= Passage =
How to undefine a variable in Scheme? Is this possible?
You're touching a nerve here. Scheme doesn't have a very clear standard notion of how top-level environments work. Why? Because the Scheme standards represent a compromise between two sets of people with very different ideas of how Scheme should work:
The interpretive crowd, who sees the top-level environment as you describe above: a runtime hash-table where bindings are progressively added as program interpretation proceeds.
Then there's the compilation crowd, who sees the top-level environment as something that must be fully computable at compilation time (i.e., a compiler must be able to conclusively identify all of the names that will be bound in the top-level environment).
Your "how do I undefine a variable" question only makes sense in the first model.
Note that the interpretive model, where a program's top-level bindings depend on what code paths get taken, makes efficient compilation of Scheme code much harder for many reasons. For example, how can a Scheme compiler inline a procedure invocation if the name of the procedure is a top-level binding that may not just change during runtime, but even disappear into nothingness?
I'm firmly in the compilation camp here, so what I would recommend to you is to avoid writing code that relies on the ability to add or remove top-level bindings at runtime, or even that requires the use of top-level variables (though those are often unavoidable). Some Scheme systems (e.g., Racket) are able to produce reasonably good compiled code, but if you make those assumptions you'll trip them up in that regard.
In Scheme, variables are defined with either lambda, or one of the various lets. If you want one of them to be 'undefined' then all you need to do is leave the scope that they're in. Of course, that's not really undefining them, it's just that the variable is no longer bound to its previous definition.
If you're making top level definitions, using (define), then technically you're defining a function. Since Scheme is functional, functions never really go away. I suppose that technically, it's stored in some sort of environment function somewhere, so if you were intimately familiar with your implementation (and it's not safeguarded somehow) you could probably overwrite it with your own definition of the globabl environment. Barring that, I'd say that your best bet would be to redefine the function to return the null list- that's really as empty as you get.
Scheme (R7RS) has no standard compliant way to remove a top-level binding.
If you evaluate a non existing variable, you get an error:
(eval 'a)
; => ERROR: undefined variable: a
If you define it, the variable gets added to the top-level environment.
(define a 1)
(eval 'a)
; => 1
As from now no matter what you do, you will not get an error, if you access the variable.
If you set it to false, you will get false:
(set! a #f)
(eval 'a)
; => #f
Even if you set it to something unspecified, it is unlikely that you get an error:
(set! a (if #f #t))
(eval 'a)
; =>
But Schemes may have a non-standard way to remove a top-level binding. MIT Scheme provides the function unbind-variable.
As stated in the other answers there is no standard way of manipulating the namespace in Scheme. For a specific implementation there might be a solution.
In Racket the top-level variables are stored in a namespace. You can remove a variable using namespace-undefined-variable.
There is no way of removing a local variable.
http://docs.racket-lang.org/reference/Namespaces.html?q=namespace#%28def.%28%28quote.~23~25kernel%29._namespace-undefine-variable%21%29%29
(set! no-longer-needed #f)
Does this achieve the effect you want? You can also use define at the top level.
guile> (define nigel "lead guitar")
guile> nigel
"lead guitar"
guile> (define nigel #f)

Location identification entries:
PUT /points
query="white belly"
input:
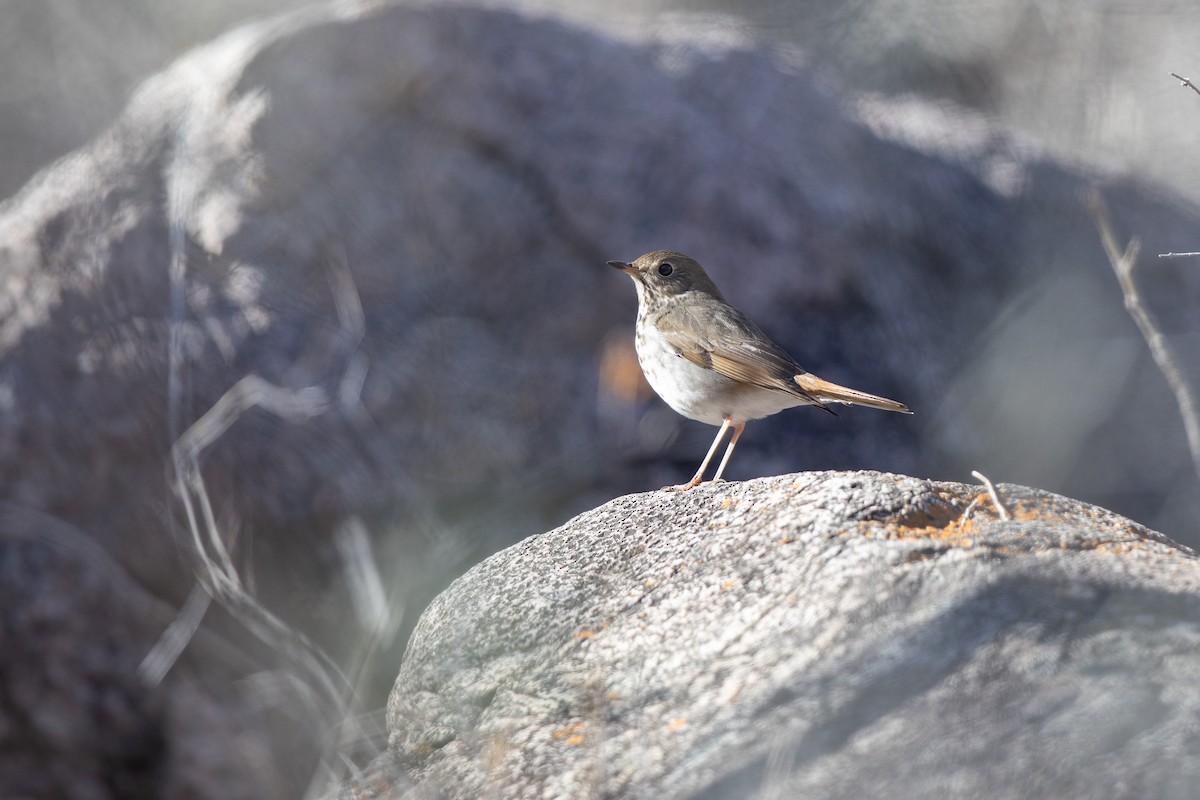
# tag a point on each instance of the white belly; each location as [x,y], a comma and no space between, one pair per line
[701,394]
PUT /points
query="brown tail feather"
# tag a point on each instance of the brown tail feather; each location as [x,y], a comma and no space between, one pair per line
[828,392]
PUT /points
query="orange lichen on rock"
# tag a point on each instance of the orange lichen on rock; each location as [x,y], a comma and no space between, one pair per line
[571,734]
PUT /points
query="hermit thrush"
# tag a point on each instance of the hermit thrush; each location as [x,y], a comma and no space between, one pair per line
[712,364]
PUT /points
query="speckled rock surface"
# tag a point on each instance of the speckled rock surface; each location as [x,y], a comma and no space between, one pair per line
[814,635]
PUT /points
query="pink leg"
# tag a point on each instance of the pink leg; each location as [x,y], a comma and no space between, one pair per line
[733,441]
[700,473]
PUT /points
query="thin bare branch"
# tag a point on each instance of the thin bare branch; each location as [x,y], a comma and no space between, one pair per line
[993,493]
[1187,83]
[1123,264]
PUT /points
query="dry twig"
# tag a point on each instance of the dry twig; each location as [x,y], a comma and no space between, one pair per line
[1187,83]
[1123,264]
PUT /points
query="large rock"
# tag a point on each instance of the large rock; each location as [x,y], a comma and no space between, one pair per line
[833,635]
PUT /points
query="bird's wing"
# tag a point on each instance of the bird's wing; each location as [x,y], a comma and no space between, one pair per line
[732,346]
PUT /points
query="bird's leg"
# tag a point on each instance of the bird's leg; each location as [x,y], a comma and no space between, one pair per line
[700,473]
[733,440]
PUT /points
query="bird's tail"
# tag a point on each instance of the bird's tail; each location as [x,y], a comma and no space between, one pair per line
[827,392]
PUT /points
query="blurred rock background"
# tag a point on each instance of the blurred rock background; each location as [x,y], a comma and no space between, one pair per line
[408,210]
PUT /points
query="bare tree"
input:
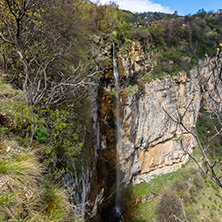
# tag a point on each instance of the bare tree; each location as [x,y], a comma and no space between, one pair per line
[44,39]
[211,87]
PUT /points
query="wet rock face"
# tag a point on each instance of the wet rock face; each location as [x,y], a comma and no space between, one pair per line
[149,138]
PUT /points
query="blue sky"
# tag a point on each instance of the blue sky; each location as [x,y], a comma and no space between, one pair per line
[184,7]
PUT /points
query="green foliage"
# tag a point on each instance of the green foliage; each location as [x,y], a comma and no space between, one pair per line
[41,134]
[26,195]
[65,128]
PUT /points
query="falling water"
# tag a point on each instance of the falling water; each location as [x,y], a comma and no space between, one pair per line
[118,137]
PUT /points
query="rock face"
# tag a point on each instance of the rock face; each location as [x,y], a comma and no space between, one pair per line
[150,143]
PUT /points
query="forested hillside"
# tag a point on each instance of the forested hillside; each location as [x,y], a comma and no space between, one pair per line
[54,56]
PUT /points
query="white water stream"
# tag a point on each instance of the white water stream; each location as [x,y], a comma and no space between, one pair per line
[118,135]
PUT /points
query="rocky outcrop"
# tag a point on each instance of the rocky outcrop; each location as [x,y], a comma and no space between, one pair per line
[149,137]
[151,143]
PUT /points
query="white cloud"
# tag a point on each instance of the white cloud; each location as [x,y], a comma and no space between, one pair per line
[140,5]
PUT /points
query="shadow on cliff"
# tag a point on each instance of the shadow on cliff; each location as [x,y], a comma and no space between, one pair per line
[129,206]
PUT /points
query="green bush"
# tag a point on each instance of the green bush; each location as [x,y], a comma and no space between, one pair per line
[42,135]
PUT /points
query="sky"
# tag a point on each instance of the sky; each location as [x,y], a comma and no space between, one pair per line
[184,7]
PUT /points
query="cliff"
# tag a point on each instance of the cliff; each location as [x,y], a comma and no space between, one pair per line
[149,137]
[150,140]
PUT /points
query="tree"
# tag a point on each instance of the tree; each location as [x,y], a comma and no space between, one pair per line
[48,44]
[211,87]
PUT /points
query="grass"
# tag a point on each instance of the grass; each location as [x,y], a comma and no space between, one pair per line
[27,191]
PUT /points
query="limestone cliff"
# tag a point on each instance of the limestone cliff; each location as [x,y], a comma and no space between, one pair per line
[149,137]
[150,141]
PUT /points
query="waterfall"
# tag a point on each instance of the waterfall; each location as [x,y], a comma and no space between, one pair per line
[118,136]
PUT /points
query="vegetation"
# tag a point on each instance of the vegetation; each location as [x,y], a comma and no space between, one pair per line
[160,199]
[50,55]
[28,192]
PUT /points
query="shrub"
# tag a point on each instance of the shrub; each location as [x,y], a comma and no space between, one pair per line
[169,206]
[42,135]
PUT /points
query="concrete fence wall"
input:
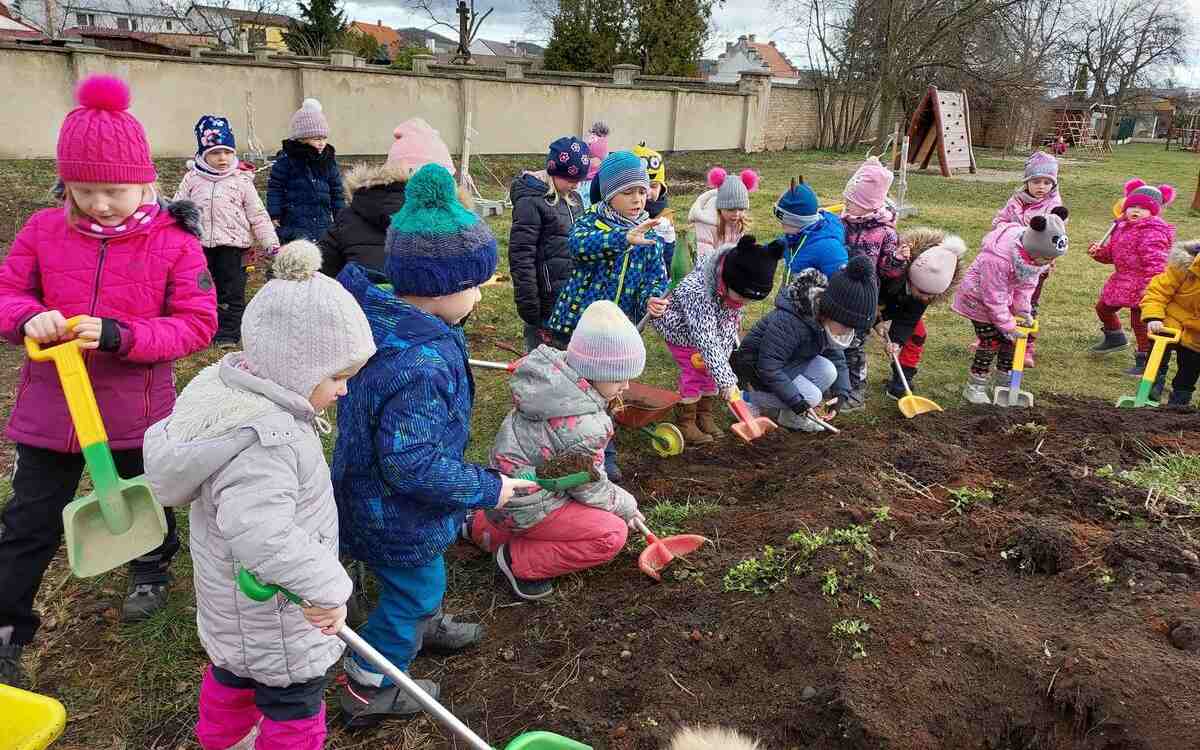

= Short task A =
Retype the Scheme discussion between "In Scheme, variables" and "its previous definition.", inclusive.
= Short task B =
Show each line of the records that contains the string "vegetation". Case counts.

= Task response A =
In Scheme, variables are defined with either lambda, or one of the various lets. If you want one of them to be 'undefined' then all you need to do is leave the scope that they're in. Of course, that's not really undefining them, it's just that the variable is no longer bound to its previous definition.

= Task response B =
query="vegetation"
# tag a point on each instance of the vegetation; each location as [x,y], a comma and no space between, one pair per line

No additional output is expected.